▸ **Exercise**
Would you return, word for word, the lines of the data below from the line with "Each is formatted like [27, 555]." through the line with "Each is formatted like [401, 882].", and no others?
----- Data for review -----
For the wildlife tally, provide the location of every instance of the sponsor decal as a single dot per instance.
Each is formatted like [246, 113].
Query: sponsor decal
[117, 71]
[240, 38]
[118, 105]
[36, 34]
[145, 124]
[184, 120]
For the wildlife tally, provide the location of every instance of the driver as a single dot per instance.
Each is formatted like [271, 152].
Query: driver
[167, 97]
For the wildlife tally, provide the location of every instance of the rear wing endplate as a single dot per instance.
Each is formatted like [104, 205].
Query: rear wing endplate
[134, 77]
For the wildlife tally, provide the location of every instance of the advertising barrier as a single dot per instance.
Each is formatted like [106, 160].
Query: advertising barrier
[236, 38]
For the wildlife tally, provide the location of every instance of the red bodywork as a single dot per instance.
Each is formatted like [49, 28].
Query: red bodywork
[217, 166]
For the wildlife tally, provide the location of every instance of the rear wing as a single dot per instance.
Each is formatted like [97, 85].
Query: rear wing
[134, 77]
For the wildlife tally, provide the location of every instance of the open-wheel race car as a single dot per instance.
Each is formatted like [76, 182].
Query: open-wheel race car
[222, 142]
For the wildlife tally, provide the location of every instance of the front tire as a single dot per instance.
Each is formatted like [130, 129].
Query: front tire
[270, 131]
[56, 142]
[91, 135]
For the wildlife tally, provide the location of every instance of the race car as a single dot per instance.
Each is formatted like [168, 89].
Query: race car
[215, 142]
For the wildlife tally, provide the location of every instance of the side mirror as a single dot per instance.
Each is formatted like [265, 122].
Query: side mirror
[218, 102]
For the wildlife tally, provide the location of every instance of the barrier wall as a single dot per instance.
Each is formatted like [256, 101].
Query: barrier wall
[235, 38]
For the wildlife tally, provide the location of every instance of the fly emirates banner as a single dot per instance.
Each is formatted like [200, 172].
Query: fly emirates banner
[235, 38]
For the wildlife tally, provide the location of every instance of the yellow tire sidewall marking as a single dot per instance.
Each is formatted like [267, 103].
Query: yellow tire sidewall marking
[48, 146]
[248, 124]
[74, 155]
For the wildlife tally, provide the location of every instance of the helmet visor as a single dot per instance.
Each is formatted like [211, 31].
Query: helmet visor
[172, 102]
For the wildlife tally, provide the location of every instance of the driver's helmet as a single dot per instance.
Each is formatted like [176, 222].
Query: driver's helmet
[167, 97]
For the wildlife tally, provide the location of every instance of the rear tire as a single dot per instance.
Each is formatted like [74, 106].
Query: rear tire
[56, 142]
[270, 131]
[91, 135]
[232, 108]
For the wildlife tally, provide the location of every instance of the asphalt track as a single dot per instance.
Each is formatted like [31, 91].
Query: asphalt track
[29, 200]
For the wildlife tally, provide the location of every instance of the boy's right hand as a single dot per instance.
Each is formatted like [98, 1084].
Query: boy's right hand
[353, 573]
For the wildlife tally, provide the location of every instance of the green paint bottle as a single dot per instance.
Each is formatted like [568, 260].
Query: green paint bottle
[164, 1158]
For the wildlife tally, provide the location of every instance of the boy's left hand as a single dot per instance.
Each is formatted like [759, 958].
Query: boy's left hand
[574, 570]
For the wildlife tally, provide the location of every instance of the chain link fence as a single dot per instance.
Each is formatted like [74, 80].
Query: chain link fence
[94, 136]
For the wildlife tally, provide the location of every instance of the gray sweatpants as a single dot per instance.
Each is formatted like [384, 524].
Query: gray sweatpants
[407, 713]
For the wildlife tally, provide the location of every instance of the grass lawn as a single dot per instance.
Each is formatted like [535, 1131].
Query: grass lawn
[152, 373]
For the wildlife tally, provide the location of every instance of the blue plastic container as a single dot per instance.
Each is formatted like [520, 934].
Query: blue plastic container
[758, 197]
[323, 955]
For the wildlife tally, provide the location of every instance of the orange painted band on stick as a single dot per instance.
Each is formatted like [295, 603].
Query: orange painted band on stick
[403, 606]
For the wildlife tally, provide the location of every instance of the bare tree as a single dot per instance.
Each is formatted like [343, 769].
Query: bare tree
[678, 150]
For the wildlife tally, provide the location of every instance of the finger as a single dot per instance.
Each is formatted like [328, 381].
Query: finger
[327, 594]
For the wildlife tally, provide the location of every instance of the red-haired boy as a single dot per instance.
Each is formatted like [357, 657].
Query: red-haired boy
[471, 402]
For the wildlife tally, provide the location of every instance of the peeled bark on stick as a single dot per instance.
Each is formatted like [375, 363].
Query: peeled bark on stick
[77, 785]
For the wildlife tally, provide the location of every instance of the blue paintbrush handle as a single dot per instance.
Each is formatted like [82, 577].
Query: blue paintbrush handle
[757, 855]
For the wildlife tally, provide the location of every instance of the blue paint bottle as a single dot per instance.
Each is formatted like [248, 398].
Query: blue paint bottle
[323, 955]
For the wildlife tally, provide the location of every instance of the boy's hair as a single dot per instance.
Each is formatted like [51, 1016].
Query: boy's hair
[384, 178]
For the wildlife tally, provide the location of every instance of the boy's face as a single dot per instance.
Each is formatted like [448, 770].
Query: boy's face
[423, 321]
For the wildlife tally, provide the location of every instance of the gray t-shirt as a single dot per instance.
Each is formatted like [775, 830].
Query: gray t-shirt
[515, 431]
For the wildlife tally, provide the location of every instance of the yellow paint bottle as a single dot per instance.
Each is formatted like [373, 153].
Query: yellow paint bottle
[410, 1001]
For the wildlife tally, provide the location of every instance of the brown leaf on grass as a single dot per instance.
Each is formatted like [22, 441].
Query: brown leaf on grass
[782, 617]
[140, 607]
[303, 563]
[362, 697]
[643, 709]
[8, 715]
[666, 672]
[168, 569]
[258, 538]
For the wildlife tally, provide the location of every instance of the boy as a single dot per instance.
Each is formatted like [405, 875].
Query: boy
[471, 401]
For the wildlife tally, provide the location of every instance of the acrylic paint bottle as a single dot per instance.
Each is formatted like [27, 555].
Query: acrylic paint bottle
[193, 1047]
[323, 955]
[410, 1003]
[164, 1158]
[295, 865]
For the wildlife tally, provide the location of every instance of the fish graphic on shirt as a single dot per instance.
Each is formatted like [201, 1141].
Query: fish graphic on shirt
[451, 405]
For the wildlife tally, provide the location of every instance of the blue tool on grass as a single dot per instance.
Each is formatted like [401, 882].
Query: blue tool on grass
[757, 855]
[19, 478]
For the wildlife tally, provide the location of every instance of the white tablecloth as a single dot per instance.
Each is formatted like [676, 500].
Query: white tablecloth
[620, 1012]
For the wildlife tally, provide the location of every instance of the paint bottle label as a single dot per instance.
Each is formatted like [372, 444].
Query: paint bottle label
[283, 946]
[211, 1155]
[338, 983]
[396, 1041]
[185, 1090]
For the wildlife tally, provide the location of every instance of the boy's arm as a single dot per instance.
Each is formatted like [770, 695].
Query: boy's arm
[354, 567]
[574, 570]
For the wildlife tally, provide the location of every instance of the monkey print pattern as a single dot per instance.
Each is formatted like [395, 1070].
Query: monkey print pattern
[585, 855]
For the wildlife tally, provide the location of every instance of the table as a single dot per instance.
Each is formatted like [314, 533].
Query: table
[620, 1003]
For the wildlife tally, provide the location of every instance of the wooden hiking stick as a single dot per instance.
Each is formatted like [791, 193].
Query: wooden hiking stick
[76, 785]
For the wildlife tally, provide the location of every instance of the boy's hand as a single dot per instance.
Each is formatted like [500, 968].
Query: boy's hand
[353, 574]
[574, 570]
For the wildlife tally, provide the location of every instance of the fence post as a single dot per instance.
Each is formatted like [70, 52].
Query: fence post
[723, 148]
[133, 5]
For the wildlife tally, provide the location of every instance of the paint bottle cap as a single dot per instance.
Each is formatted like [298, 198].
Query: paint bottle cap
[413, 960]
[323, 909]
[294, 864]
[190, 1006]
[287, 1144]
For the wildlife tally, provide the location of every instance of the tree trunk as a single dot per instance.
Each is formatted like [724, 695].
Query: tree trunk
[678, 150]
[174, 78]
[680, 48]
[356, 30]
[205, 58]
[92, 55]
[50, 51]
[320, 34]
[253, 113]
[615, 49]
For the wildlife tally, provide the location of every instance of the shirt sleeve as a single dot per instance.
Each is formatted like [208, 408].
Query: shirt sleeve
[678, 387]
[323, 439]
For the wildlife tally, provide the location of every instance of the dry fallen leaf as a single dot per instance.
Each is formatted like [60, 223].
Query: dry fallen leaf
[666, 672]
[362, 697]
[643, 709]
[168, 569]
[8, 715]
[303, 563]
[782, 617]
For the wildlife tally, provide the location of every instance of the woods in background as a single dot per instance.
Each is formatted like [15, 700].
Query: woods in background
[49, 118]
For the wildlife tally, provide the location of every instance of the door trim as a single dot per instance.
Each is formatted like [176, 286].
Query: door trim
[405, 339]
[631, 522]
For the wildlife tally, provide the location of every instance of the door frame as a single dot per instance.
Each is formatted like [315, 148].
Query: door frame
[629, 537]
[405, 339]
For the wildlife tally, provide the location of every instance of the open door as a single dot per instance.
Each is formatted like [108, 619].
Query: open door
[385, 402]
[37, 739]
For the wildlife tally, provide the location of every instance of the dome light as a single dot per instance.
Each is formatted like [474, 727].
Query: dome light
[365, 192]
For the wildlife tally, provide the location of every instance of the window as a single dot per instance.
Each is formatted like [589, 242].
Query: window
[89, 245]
-----
▸ **Solution to the problem**
Each is formatted like [27, 555].
Query: acrylic paint bottle
[193, 1047]
[323, 955]
[410, 1003]
[164, 1158]
[295, 865]
For the wildlife tally, provide the location of every instance of the fish graphic on shirt as a single dot per instance.
Each is formatted like [201, 1141].
Query: fish graphic on shirt
[451, 405]
For the wildlife tally, provide the location of every instance of the blue tool on grass as a single dot per instance.
Each is formatted like [401, 882].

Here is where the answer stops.